● **Problem description**:
When you retype the records that follow, keep each word as it is and drop any pictures.

● **Data shown**:
☆ ☆ ☆

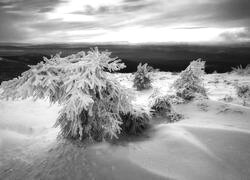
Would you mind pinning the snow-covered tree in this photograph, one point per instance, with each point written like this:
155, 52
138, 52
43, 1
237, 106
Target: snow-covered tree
189, 85
243, 91
161, 106
142, 78
93, 104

☆ ☆ ☆

● **Answer box**:
Would you mind pinning the snow-covered tree in this photograph, one point per instance, with each point written like this:
155, 52
138, 52
43, 1
237, 106
Target: snow-covered tree
189, 85
243, 91
161, 106
142, 78
93, 104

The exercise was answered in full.